[Records from a data source]
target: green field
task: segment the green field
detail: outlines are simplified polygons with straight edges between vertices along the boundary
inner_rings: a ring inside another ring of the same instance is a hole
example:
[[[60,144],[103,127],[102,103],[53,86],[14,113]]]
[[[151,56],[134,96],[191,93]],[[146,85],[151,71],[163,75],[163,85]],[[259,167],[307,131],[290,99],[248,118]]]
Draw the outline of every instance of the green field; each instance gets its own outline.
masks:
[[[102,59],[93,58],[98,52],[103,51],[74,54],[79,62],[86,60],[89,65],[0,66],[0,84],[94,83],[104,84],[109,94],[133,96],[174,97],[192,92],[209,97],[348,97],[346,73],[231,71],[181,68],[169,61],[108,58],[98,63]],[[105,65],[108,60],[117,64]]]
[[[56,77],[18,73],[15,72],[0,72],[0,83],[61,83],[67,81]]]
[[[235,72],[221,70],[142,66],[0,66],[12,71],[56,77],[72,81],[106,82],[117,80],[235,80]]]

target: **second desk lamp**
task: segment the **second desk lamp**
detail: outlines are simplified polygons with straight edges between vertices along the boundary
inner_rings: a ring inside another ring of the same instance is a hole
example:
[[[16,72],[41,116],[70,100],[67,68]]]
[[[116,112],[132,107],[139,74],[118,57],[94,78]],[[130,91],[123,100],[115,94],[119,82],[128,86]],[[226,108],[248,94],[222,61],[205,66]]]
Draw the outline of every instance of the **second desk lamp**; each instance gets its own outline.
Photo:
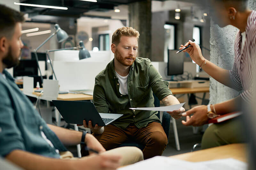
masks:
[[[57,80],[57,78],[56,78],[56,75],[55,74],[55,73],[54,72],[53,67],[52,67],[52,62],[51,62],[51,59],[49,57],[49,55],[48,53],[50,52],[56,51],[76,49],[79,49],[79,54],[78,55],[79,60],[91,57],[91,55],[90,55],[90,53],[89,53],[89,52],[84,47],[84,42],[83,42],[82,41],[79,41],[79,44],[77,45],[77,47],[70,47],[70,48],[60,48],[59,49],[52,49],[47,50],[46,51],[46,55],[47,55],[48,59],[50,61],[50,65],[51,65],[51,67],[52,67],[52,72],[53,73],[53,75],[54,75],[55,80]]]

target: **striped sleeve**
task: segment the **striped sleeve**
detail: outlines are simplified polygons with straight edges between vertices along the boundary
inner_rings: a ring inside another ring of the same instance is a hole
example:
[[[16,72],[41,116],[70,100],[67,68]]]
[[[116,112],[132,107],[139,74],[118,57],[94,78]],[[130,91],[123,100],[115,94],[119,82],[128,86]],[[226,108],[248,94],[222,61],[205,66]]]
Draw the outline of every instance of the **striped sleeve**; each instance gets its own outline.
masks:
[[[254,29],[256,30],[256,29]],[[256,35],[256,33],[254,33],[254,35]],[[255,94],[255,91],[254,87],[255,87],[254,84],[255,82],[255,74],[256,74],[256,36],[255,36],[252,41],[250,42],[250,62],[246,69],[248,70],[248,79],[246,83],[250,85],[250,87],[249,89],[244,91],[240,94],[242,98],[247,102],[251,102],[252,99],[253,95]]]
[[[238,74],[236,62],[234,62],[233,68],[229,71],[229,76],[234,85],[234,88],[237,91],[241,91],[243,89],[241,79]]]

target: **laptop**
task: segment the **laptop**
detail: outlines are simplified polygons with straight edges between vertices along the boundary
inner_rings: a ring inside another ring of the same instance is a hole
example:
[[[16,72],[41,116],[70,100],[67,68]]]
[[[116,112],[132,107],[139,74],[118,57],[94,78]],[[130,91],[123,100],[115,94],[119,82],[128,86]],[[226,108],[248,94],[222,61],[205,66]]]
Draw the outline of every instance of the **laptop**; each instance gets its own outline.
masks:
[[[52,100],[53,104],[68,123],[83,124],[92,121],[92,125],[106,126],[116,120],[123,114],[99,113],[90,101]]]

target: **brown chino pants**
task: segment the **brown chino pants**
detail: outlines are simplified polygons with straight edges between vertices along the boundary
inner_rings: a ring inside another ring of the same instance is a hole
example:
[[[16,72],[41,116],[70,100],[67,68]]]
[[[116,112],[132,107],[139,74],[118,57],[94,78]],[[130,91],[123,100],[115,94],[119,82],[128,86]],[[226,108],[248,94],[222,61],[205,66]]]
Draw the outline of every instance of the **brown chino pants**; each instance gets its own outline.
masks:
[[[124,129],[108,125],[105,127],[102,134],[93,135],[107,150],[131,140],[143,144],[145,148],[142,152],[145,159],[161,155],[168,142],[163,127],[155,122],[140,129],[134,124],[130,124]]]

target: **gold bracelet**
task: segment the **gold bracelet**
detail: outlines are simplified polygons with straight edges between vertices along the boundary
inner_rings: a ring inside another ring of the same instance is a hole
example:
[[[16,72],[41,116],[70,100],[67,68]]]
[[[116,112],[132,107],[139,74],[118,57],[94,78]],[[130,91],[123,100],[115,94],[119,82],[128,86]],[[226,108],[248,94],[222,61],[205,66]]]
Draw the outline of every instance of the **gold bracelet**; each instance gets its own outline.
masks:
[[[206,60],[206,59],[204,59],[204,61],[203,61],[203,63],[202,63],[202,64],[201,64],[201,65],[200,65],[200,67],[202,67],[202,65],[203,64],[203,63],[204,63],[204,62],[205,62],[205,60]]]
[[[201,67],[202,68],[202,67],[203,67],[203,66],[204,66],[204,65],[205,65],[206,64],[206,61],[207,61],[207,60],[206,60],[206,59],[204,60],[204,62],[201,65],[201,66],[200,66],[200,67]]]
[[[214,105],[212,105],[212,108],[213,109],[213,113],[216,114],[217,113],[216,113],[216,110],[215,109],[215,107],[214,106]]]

● **EXERCISE INSTRUCTIONS**: Without including any pictures, print each record exactly.

● **COMPLETE OUTPUT**:
target: green field
task: segment the green field
detail: outlines are simplified polygons with straight edges between vertices along the boundary
inner_rings: a ring inside another ring of the same instance is a hole
example:
[[[60,144],[103,127],[102,103],[53,86],[14,113]]]
[[[151,56],[134,96],[191,93]],[[146,85],[151,71],[163,75],[163,85]],[[259,167],[307,131],[290,99],[248,118]]]
Draw the outline of every instance of the green field; each instance gets its own outline.
masks:
[[[102,59],[93,58],[98,52],[103,51],[74,54],[79,62],[86,60],[89,65],[0,66],[0,84],[94,83],[104,84],[109,94],[133,96],[174,97],[192,92],[209,97],[348,97],[346,73],[231,71],[181,68],[169,61],[108,58],[98,63]],[[105,65],[108,60],[117,64]]]
[[[56,77],[18,73],[15,72],[0,72],[0,83],[61,83],[67,81]]]
[[[235,72],[221,70],[142,66],[0,66],[12,71],[56,77],[72,81],[106,82],[117,80],[235,80]]]

target: **second desk lamp**
task: segment the **second desk lamp**
detail: outlines are simplified polygons with straight edges between vertices along the boundary
inner_rings: a ring inside another ring of the same instance is a hole
example:
[[[16,72],[41,116],[70,100],[67,68]]]
[[[116,112],[132,107],[139,74],[118,57],[94,78]],[[130,91],[123,100],[115,94],[119,82],[128,86]],[[226,108],[248,94],[222,61],[205,66]]]
Draw the outline of every instance of the **second desk lamp**; each instance gets its own outline.
Photo:
masks:
[[[57,80],[57,78],[56,78],[56,75],[55,74],[55,73],[54,72],[53,67],[52,67],[52,62],[51,62],[51,59],[49,57],[49,55],[48,53],[50,52],[56,51],[76,49],[79,49],[79,54],[78,55],[79,60],[91,57],[91,55],[90,55],[90,53],[89,53],[89,52],[84,47],[84,42],[83,42],[82,41],[79,41],[79,44],[77,45],[77,47],[70,47],[70,48],[60,48],[59,49],[52,49],[47,50],[46,51],[46,55],[47,55],[48,59],[50,61],[50,65],[51,65],[51,67],[52,67],[52,72],[53,73],[53,75],[54,75],[55,80]]]

target: **striped sleeve**
task: segment the **striped sleeve**
detail: outlines are simplified polygons with straight edges between vertices along the boundary
inner_rings: a ring inside another ring of the same instance is a hole
example:
[[[16,72],[41,116],[70,100],[67,68]]]
[[[116,112],[132,107],[139,74],[118,57],[94,78]],[[130,91],[123,100],[115,94],[119,82],[128,86]],[[226,108],[248,94],[222,61],[205,66]]]
Draw the outline of every instance of the **striped sleeve**; each instance gets its own outline.
masks:
[[[254,29],[256,30],[256,29]],[[256,35],[256,33],[254,33],[254,35]],[[255,94],[255,91],[254,87],[255,87],[254,84],[255,82],[255,74],[256,74],[256,36],[255,36],[252,41],[250,42],[250,62],[246,69],[248,70],[248,79],[246,83],[250,85],[250,87],[249,89],[244,91],[240,94],[242,98],[247,102],[251,102],[252,99],[253,95]]]
[[[238,74],[236,62],[234,62],[233,68],[229,71],[229,76],[234,85],[234,88],[237,91],[241,91],[243,89],[241,79]]]

target: **laptop**
task: segment the **laptop**
detail: outlines are simplified polygons with straight edges between vertices along the boundary
inner_rings: a ring inside another ring of the same instance is a hole
example:
[[[16,72],[41,116],[70,100],[67,68]]]
[[[116,112],[132,107],[139,74],[118,57],[94,78]],[[130,91],[123,100],[115,94],[119,82],[128,86]],[[226,108],[248,94],[222,61],[205,66]]]
Draw the outline of every instance of the **laptop**; each instance gets its own outline.
masks:
[[[52,100],[53,104],[68,123],[83,124],[92,121],[92,125],[106,126],[116,120],[123,114],[99,113],[90,101]]]

target: **brown chino pants**
task: segment the **brown chino pants**
detail: outlines are simplified polygons with straight edges between vertices along the boundary
inner_rings: a ring inside another ring of the same instance is a hole
example:
[[[16,72],[41,116],[70,100],[67,68]]]
[[[116,112],[132,107],[139,74],[118,57],[94,78]],[[130,91],[123,100],[115,94],[119,82],[128,86]],[[226,108],[248,94],[222,61],[205,66]]]
Draw the outline of every instance of the **brown chino pants**; each instance gets its own outline.
masks:
[[[124,129],[108,125],[105,127],[102,134],[93,135],[107,150],[131,140],[143,144],[145,148],[142,152],[145,159],[161,155],[168,142],[163,127],[155,122],[140,129],[134,124],[130,124]]]

target: **gold bracelet**
task: segment the **gold bracelet**
detail: outlines are simplified polygons with straight edges between vertices along the boundary
inner_rings: a ring inside another ring of the same instance is a hole
example:
[[[16,72],[41,116],[70,100],[67,68]]]
[[[116,112],[132,107],[139,74],[118,57],[94,78]],[[130,91],[123,100],[115,94],[119,82],[128,86]],[[226,108],[248,94],[222,61],[205,66]]]
Draw the outline of every instance of the **gold bracelet**; each instance gets its own outline.
masks:
[[[206,60],[206,59],[204,59],[204,61],[203,61],[203,63],[202,63],[202,64],[201,64],[201,65],[200,65],[200,67],[202,67],[202,65],[203,64],[203,63],[204,63],[204,62],[205,62],[205,60]]]
[[[201,67],[202,68],[202,67],[203,67],[203,66],[204,66],[204,65],[205,65],[206,64],[206,61],[207,61],[207,60],[206,60],[206,59],[204,60],[204,62],[201,65],[201,66],[200,66],[200,67]]]
[[[214,105],[212,105],[212,108],[213,109],[213,113],[216,114],[217,113],[216,113],[216,110],[215,109],[215,107],[214,106]]]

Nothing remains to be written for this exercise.